Work to complete ->
Quote precisely the final stretch of the listing: start at the line containing "Study the picture above. For each instance of the round" and stop after the last line.

Data shown ->
━━━━

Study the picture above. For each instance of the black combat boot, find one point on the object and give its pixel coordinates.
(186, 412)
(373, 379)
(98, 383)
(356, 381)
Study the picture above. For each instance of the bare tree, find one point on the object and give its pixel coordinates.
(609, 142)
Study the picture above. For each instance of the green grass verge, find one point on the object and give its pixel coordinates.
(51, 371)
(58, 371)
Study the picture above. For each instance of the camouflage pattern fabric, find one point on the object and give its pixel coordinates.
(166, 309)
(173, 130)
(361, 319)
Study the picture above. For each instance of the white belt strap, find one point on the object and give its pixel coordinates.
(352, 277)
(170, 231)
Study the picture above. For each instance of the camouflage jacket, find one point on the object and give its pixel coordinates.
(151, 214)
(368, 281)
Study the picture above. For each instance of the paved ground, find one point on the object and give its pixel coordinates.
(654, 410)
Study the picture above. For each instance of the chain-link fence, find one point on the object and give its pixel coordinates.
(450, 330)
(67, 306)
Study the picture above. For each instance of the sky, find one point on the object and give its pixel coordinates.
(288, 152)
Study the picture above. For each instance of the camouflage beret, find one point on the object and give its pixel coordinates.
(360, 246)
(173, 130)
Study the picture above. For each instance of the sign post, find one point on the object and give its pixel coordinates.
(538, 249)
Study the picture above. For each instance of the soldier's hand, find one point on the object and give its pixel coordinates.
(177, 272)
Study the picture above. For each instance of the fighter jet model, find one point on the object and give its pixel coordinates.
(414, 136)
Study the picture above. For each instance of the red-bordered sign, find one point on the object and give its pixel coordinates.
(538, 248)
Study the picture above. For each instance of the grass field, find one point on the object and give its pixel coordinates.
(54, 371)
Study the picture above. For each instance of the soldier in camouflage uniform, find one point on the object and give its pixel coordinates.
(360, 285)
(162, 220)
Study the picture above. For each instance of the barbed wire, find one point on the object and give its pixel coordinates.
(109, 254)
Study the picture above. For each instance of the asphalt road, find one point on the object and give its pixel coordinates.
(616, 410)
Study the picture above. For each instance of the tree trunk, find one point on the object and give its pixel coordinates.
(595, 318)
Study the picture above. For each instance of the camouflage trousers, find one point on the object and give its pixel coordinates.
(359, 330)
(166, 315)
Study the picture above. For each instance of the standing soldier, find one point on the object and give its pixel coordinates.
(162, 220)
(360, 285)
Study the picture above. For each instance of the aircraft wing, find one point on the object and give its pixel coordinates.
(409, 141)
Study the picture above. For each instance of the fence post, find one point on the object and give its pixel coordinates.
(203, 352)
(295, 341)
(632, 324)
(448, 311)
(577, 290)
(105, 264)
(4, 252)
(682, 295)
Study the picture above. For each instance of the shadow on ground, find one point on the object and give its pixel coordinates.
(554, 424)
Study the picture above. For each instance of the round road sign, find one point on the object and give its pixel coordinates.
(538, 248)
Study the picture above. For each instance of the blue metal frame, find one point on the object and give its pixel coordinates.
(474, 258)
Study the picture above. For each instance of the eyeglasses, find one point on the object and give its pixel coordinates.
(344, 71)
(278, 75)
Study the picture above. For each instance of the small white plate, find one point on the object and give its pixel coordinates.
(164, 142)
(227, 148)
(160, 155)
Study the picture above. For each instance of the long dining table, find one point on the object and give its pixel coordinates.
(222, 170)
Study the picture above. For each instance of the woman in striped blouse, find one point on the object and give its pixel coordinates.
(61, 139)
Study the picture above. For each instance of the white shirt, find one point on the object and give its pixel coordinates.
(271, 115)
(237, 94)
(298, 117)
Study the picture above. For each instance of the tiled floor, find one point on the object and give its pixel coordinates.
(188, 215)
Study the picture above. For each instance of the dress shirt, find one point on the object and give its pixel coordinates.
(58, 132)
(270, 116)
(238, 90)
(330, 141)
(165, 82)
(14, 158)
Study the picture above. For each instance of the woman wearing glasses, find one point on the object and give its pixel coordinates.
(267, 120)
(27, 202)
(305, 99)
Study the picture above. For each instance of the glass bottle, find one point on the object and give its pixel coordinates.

━━━━

Full answer ->
Study the picture above. For each instance of the round road sign, find one point on the object and give its pixel coordinates.
(538, 248)
Study the picture above. For each instance of the blue metal frame, find one point on the object and give its pixel coordinates.
(474, 258)
Study the picture above. For each instance of the eyeglasses, find one point on the object and give its pixel coordinates.
(344, 71)
(278, 75)
Study the picture above. For each instance of the small white plate, find one point on the object and give its pixel coordinates.
(164, 142)
(227, 148)
(160, 155)
Study the picture above. For each instance of the long dining table, find one point on the object and give its pixel coordinates.
(222, 170)
Study the picture above. For each instance of the woman in striped blouse, find one point on the object and give its pixel coordinates.
(61, 139)
Study the picture above. For each instance of the white shirt, find one point on the object and give its pixel coordinates.
(271, 115)
(237, 94)
(298, 117)
Study the picture above. For each instance of the tiled floor, find one point on the object and give its pixel coordinates.
(188, 215)
Study the picture above. For each instance of the dress shirt, find one point on the object and give its pixel coordinates.
(58, 132)
(270, 116)
(238, 90)
(330, 141)
(165, 82)
(14, 158)
Study the picture above. For each instance of the woman wearing glasses, find one point on the object and give its pixel coordinates.
(267, 120)
(27, 202)
(305, 99)
Study the picture above. For each instance of the glass bottle, find one point on the object and give its pixel coordinates.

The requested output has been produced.